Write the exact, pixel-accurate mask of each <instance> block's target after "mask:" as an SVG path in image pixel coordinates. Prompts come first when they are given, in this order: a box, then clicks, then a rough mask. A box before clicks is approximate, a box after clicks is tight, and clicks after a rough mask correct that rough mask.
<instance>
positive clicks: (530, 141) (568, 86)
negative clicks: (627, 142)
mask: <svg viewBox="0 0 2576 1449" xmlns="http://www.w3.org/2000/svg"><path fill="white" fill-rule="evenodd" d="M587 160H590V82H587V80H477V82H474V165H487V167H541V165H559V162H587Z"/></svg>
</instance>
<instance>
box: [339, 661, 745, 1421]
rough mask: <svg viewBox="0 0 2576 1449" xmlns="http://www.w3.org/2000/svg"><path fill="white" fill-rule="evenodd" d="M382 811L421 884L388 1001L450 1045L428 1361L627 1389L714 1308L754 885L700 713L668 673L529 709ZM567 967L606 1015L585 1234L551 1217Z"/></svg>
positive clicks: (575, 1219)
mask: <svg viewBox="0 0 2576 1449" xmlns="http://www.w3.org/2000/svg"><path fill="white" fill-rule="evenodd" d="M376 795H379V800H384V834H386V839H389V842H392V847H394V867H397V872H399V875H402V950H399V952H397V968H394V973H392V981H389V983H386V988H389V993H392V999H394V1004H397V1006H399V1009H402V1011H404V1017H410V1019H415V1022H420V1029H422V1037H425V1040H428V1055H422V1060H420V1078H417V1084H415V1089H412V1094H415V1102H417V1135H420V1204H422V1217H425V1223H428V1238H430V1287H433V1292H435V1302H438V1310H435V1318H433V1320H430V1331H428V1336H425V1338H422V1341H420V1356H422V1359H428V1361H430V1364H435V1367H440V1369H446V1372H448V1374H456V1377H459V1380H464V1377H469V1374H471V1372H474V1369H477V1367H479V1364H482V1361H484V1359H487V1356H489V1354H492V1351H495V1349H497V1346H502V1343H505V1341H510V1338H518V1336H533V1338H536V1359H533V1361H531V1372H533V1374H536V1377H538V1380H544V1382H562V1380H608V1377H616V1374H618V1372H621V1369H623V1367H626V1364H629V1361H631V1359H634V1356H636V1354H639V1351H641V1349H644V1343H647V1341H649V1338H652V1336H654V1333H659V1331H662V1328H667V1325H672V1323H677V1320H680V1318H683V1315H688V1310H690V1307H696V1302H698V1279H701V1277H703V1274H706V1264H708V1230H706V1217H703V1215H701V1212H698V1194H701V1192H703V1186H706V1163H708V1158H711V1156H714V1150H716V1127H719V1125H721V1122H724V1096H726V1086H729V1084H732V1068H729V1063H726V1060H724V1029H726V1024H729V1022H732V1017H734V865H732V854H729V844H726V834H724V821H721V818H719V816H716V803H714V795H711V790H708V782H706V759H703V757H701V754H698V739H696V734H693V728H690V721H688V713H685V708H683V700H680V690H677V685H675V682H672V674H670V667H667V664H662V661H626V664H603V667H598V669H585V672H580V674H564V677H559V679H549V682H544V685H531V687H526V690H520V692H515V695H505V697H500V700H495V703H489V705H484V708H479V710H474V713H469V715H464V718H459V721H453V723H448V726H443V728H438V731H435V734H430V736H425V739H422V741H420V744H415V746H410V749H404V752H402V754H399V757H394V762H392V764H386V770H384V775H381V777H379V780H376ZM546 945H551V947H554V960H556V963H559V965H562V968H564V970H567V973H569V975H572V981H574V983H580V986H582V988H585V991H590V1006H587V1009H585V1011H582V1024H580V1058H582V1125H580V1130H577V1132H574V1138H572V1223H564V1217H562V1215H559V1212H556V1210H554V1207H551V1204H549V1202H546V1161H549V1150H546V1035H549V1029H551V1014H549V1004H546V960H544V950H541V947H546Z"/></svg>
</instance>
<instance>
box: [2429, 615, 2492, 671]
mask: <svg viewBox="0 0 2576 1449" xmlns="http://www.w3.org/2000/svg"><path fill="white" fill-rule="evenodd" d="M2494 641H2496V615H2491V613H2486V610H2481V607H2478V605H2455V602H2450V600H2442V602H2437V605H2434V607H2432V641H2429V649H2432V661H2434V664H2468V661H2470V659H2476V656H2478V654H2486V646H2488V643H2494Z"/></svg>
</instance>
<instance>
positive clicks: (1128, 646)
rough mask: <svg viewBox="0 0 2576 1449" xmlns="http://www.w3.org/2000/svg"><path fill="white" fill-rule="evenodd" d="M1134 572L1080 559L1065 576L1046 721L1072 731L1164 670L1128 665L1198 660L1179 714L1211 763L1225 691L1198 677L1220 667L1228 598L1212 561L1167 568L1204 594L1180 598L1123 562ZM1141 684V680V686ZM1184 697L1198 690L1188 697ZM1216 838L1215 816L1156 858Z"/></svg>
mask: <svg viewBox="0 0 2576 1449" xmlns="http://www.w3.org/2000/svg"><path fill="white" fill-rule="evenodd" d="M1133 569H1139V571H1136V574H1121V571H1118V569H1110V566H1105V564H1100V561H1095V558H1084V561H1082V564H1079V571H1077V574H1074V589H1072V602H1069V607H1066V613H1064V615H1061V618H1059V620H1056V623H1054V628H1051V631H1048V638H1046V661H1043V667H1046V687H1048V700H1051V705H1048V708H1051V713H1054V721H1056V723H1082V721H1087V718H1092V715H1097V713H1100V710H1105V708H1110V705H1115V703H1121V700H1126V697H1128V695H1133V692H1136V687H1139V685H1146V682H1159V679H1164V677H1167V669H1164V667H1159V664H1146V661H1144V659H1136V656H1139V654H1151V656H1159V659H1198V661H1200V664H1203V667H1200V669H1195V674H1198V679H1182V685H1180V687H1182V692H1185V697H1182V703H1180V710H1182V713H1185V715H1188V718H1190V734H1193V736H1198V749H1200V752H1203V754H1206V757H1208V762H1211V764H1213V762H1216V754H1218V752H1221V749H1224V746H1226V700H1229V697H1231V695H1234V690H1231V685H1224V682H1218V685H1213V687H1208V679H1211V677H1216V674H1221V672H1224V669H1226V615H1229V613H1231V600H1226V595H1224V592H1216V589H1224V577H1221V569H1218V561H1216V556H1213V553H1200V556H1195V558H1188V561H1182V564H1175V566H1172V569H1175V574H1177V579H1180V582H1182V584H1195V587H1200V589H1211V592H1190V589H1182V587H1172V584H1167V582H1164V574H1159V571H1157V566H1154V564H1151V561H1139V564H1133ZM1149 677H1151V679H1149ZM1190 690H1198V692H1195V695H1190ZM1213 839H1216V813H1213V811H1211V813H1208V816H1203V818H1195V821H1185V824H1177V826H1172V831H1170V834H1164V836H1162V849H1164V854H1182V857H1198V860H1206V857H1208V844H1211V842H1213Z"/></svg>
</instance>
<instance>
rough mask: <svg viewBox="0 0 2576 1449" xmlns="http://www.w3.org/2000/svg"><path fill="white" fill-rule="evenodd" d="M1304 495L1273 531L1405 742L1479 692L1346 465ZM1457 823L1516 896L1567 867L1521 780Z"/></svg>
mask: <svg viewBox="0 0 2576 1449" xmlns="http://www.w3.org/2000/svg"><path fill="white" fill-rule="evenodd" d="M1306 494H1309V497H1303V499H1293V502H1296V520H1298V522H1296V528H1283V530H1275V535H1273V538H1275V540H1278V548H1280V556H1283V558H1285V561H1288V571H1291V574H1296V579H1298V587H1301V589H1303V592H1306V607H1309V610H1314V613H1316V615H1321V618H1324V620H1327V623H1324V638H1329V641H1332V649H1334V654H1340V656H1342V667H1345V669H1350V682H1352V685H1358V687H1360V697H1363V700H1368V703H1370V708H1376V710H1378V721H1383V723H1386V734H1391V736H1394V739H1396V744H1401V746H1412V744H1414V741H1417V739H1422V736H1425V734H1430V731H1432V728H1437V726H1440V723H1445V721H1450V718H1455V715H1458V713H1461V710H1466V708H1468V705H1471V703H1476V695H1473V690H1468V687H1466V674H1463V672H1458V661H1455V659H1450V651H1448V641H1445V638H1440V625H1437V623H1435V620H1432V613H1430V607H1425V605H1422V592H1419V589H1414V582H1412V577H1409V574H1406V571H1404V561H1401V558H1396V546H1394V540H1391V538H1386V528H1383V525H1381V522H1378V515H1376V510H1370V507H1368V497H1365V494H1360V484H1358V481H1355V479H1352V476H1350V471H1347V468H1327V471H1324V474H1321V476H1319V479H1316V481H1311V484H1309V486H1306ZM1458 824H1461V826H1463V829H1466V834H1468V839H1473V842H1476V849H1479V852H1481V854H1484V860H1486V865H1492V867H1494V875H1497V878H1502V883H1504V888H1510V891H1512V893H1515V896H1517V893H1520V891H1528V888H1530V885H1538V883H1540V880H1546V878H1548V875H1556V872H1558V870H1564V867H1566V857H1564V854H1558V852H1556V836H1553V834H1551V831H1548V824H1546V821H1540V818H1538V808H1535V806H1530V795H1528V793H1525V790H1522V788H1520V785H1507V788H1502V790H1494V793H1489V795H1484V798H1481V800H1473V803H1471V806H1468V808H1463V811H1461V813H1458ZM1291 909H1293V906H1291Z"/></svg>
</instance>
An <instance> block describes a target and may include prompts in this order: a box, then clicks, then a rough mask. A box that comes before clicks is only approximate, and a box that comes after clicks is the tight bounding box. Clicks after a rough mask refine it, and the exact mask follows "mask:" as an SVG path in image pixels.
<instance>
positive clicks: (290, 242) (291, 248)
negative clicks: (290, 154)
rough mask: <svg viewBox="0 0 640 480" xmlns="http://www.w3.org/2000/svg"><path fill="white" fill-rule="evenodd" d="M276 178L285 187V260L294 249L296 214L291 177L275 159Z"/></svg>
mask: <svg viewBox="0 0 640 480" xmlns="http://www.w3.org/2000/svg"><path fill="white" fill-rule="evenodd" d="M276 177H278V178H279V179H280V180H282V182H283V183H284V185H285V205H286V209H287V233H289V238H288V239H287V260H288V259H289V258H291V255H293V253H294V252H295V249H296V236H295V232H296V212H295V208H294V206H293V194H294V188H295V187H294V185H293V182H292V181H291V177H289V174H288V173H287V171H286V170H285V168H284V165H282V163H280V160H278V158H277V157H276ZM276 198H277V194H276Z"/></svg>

▸ **What the exercise asks**
If a line in the records includes "this", it counts toward the total; report that total by itself.

▸ **Answer section**
2